— What the task asks —
Starting at the line that contains "Target: child's sneaker" and ending after the line that contains "256), (66, 259)]]", reproduce those records with "simplified polygon" swapped for "reduced polygon" and nothing else changed.
══ Material provided
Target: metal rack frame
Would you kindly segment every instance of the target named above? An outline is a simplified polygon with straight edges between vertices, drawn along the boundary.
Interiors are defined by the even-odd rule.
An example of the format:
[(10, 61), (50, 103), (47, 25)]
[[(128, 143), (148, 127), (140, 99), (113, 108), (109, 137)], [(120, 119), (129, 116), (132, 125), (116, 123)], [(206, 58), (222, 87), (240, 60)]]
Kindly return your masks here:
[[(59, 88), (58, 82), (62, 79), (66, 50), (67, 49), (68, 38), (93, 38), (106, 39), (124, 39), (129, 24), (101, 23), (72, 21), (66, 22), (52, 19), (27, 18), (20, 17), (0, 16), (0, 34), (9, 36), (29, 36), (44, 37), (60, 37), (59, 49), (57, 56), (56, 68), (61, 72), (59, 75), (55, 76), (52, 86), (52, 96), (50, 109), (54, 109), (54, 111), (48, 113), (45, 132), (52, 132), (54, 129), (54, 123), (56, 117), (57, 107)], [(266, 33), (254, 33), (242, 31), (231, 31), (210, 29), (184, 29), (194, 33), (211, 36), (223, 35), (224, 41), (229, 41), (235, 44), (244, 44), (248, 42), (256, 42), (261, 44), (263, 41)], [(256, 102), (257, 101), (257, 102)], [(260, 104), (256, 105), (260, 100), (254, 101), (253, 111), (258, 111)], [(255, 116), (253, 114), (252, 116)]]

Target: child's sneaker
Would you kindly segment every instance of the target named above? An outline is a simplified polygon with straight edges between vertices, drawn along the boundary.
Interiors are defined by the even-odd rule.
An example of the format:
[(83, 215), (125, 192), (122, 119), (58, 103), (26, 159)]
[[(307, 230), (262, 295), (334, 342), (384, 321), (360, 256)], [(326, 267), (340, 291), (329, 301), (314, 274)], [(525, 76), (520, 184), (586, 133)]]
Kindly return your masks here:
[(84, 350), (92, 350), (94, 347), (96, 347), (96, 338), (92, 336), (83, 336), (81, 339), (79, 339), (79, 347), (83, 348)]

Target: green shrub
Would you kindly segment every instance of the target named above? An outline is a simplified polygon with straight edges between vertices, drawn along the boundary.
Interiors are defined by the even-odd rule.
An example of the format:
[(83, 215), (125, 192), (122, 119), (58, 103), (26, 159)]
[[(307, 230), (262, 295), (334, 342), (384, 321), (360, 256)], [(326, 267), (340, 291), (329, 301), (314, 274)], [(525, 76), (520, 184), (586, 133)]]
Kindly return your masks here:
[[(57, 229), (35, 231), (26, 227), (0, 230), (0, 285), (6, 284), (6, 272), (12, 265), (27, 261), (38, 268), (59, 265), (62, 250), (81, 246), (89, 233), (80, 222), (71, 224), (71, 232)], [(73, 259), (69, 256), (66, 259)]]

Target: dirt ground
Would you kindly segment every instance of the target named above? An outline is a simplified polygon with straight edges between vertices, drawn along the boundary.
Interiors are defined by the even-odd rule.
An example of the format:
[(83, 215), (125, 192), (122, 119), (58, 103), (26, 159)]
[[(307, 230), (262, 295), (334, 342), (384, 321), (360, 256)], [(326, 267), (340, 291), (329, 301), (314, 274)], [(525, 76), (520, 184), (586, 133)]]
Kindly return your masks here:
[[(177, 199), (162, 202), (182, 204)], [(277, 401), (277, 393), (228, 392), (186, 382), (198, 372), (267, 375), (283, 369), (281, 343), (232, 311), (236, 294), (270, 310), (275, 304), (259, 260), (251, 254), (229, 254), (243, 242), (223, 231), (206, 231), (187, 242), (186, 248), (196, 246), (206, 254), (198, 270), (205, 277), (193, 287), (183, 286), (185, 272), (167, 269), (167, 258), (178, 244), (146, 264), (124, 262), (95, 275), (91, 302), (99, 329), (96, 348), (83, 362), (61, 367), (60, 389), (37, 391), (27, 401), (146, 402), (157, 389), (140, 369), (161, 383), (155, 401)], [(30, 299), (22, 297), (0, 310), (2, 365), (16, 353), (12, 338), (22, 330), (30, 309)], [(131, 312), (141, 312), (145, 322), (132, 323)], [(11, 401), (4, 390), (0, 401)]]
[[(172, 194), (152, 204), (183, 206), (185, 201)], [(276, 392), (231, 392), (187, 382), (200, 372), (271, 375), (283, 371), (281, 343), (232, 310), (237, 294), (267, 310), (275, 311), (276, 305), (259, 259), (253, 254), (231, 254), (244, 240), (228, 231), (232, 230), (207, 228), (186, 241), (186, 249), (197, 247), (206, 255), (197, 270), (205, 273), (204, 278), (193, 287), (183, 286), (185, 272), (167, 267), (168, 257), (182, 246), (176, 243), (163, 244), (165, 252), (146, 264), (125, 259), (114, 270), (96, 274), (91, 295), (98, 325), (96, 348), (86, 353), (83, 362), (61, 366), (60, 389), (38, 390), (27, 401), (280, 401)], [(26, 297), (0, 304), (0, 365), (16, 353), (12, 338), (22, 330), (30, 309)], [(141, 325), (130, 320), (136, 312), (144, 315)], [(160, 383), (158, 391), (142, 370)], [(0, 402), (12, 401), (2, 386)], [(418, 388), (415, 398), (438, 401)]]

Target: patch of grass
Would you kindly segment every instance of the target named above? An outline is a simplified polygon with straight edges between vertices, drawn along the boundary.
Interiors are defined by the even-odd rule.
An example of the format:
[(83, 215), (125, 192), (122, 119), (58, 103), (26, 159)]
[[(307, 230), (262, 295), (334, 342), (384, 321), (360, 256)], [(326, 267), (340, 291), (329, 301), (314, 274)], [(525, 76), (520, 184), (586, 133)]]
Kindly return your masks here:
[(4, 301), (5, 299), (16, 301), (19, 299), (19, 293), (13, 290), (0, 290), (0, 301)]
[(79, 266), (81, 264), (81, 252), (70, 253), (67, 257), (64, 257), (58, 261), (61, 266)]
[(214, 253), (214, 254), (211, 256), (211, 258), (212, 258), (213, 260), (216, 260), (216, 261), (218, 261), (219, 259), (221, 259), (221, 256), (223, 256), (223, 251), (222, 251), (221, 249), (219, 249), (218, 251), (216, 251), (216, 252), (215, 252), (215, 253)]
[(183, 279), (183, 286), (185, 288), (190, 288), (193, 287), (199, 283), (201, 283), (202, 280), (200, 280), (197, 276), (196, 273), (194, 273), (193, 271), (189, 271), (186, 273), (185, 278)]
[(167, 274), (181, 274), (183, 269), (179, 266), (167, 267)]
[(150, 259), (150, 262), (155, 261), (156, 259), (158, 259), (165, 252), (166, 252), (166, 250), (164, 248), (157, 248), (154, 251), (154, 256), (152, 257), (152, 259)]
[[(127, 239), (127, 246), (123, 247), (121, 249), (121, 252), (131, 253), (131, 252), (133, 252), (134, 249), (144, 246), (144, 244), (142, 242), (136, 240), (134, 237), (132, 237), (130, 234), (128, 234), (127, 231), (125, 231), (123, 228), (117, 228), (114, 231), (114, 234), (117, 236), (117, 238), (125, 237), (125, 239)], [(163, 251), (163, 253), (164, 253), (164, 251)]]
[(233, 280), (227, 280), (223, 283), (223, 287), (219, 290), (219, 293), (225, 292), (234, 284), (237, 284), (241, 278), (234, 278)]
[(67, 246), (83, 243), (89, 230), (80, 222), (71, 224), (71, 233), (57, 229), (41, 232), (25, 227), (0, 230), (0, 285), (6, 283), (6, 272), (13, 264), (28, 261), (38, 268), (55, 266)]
════
— Solution to this task —
Target: child's sneaker
Would you kindly segment every instance of the target named above? An outline is a reduced polygon with straight edges between vertices, drawn along the boundary.
Interiors are defined by the even-odd rule.
An example of the format:
[(83, 215), (125, 192), (122, 119), (58, 103), (26, 159)]
[[(307, 230), (262, 295), (334, 342), (384, 321), (360, 256)], [(326, 267), (340, 291), (329, 301), (314, 274)], [(525, 76), (520, 184), (586, 133)]]
Kindly return your masks here:
[(84, 350), (92, 350), (94, 347), (96, 347), (96, 338), (92, 336), (83, 336), (81, 339), (79, 339), (79, 347), (83, 348)]

Target: green shrub
Would you kindly segment every instance of the target named above? An outline is a reduced polygon with straight edges between vertices, drawn along the boundary.
Interiors are defined by the even-odd rule.
An example of the format:
[(83, 215), (125, 192), (122, 119), (58, 103), (26, 159)]
[[(307, 230), (262, 295), (334, 342), (384, 321), (360, 256)], [(326, 267), (340, 291), (329, 301), (314, 274)], [(525, 76), (520, 184), (586, 133)]]
Kindly return your masks here:
[[(57, 229), (35, 231), (26, 227), (0, 230), (0, 285), (6, 284), (6, 272), (12, 265), (27, 261), (38, 268), (59, 265), (62, 250), (81, 246), (89, 233), (80, 222), (71, 224), (71, 232)], [(73, 259), (69, 256), (66, 259)]]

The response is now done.